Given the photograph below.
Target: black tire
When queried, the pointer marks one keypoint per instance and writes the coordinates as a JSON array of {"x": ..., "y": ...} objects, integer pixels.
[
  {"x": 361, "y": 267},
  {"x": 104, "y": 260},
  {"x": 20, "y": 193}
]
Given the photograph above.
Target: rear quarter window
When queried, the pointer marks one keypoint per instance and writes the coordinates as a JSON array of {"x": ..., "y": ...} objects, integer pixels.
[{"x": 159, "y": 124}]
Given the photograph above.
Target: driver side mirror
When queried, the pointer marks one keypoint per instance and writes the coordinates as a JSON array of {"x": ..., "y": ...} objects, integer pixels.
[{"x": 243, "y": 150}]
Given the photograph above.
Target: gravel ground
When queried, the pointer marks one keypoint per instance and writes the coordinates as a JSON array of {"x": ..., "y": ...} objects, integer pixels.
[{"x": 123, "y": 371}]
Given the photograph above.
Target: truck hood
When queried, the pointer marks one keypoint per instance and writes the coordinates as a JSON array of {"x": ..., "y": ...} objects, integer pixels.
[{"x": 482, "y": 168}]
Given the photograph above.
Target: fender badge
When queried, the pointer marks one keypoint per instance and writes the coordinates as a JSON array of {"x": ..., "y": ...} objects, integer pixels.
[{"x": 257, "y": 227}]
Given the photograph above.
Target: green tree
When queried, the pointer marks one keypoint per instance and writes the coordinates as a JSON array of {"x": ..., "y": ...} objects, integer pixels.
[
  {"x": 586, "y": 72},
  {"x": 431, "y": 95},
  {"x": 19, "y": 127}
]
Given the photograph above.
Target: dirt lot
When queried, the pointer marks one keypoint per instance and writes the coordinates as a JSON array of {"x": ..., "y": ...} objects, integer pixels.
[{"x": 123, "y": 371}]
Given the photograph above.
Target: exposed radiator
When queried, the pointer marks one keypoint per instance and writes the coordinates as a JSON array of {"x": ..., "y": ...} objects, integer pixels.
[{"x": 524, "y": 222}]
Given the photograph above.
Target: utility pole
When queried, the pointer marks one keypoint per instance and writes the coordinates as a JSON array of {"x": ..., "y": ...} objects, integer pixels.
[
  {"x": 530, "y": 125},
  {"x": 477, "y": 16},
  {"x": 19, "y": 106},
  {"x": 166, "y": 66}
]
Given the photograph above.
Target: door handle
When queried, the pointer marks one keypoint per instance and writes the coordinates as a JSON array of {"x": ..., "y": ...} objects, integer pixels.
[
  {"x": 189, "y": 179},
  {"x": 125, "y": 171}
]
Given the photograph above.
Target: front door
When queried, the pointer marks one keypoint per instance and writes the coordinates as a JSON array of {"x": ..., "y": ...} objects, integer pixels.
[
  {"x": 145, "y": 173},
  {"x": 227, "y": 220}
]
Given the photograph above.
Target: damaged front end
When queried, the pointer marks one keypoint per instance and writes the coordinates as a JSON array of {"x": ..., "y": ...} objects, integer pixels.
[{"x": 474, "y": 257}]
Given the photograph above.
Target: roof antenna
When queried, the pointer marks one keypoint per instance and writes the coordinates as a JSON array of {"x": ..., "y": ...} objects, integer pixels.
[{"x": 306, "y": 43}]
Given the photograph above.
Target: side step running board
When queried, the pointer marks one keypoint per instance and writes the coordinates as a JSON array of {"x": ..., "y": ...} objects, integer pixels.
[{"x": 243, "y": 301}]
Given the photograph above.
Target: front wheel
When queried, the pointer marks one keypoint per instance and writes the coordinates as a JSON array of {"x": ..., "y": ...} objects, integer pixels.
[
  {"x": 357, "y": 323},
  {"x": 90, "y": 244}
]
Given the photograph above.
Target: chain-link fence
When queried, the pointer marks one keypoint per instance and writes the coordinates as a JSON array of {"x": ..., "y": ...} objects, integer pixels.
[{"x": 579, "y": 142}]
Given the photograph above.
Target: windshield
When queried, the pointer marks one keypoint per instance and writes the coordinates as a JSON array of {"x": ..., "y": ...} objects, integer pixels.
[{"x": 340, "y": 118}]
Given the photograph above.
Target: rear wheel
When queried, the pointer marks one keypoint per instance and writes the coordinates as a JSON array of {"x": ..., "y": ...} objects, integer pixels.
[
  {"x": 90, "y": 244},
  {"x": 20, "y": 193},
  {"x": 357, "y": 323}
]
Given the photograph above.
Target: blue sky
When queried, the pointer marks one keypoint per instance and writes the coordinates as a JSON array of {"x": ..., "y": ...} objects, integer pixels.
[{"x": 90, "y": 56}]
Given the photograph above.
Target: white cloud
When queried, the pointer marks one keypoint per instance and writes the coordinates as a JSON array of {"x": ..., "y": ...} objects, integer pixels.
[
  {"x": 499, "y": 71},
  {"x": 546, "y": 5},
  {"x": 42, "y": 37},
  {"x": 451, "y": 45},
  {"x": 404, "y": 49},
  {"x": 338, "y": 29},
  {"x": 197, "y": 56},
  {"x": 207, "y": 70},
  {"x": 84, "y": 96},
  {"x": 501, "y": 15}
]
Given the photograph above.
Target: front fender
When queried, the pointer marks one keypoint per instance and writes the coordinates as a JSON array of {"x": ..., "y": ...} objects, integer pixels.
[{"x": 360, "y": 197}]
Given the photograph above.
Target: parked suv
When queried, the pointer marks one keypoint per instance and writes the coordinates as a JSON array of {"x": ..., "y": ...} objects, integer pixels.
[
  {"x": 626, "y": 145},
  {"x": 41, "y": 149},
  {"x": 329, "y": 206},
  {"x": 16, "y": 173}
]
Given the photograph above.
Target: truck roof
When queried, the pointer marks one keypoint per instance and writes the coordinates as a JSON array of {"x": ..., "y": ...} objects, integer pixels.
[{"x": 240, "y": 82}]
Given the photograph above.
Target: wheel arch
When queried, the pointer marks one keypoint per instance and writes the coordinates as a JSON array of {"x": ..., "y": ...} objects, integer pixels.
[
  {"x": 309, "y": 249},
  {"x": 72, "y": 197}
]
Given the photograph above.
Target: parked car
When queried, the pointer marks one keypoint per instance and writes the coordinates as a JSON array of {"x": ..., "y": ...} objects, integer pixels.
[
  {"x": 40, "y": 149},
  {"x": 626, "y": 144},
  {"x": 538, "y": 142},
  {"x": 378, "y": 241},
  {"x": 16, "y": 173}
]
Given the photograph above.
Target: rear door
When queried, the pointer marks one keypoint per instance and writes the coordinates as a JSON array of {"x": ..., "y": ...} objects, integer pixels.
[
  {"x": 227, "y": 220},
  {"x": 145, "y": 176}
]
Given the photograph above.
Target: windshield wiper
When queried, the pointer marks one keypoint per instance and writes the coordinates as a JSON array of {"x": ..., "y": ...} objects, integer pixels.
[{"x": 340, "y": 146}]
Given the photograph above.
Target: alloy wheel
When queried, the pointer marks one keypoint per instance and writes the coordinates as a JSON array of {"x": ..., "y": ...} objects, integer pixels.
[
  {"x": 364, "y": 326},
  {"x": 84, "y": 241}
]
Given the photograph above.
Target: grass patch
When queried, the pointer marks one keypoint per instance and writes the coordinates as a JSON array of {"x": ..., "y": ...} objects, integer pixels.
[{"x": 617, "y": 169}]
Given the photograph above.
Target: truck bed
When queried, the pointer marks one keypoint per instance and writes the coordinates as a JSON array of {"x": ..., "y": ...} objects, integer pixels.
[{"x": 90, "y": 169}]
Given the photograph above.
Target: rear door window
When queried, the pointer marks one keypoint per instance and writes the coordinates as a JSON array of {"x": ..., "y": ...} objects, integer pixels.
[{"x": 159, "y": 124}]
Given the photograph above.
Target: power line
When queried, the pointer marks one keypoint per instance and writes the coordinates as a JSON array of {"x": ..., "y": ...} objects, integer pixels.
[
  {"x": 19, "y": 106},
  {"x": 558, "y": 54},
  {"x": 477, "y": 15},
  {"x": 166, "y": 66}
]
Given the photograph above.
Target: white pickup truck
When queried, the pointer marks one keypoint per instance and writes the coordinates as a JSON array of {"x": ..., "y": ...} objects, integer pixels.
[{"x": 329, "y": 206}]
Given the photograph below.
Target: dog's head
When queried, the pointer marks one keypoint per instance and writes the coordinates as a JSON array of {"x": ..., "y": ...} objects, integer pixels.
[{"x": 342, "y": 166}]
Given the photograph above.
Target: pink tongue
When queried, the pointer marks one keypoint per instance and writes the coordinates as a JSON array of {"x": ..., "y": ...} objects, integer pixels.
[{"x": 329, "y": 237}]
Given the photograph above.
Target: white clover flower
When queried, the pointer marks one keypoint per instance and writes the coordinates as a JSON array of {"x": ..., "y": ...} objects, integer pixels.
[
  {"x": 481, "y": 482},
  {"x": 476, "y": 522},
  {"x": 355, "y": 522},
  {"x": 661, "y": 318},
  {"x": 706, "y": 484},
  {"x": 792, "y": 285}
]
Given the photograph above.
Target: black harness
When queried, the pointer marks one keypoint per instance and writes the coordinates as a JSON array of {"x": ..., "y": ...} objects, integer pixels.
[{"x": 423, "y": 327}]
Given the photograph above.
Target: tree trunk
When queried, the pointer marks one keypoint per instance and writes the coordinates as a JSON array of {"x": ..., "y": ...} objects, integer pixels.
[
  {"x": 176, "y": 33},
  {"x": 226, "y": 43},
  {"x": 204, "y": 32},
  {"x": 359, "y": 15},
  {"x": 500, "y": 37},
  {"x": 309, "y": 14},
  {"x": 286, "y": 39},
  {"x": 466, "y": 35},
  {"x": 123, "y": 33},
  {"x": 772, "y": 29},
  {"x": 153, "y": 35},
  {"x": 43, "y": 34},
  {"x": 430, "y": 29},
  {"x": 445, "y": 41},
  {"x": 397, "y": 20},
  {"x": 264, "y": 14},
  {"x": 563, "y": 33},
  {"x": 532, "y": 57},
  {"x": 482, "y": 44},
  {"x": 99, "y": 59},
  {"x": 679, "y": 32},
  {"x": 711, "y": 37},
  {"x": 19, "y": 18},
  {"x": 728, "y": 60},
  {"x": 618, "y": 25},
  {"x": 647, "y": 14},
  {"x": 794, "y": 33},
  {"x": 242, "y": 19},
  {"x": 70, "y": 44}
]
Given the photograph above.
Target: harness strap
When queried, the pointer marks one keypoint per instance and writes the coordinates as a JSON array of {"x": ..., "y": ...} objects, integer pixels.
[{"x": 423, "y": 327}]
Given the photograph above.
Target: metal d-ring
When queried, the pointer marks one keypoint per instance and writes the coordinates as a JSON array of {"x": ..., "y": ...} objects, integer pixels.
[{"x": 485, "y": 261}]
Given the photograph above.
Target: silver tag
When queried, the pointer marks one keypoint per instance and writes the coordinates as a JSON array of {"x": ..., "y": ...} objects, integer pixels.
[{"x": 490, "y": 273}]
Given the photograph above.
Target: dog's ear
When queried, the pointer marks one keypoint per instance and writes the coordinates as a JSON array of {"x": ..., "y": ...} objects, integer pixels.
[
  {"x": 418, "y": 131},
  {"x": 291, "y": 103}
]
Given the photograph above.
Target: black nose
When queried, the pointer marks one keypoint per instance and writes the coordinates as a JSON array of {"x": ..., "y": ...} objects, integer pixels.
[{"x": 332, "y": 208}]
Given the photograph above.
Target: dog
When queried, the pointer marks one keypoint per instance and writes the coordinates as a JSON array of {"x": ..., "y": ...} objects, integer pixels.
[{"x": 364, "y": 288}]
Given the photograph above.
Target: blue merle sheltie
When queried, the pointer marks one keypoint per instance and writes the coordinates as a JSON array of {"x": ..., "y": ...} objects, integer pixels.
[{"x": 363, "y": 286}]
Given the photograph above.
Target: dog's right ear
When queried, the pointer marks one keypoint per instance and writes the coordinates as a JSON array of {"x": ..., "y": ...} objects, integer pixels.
=-=-=-=-=
* [TASK INSTRUCTIONS]: Pull out each line of the records above that contains the word "blue".

* [RESULT BELOW]:
Target: blue sky
Target: blue merle sheltie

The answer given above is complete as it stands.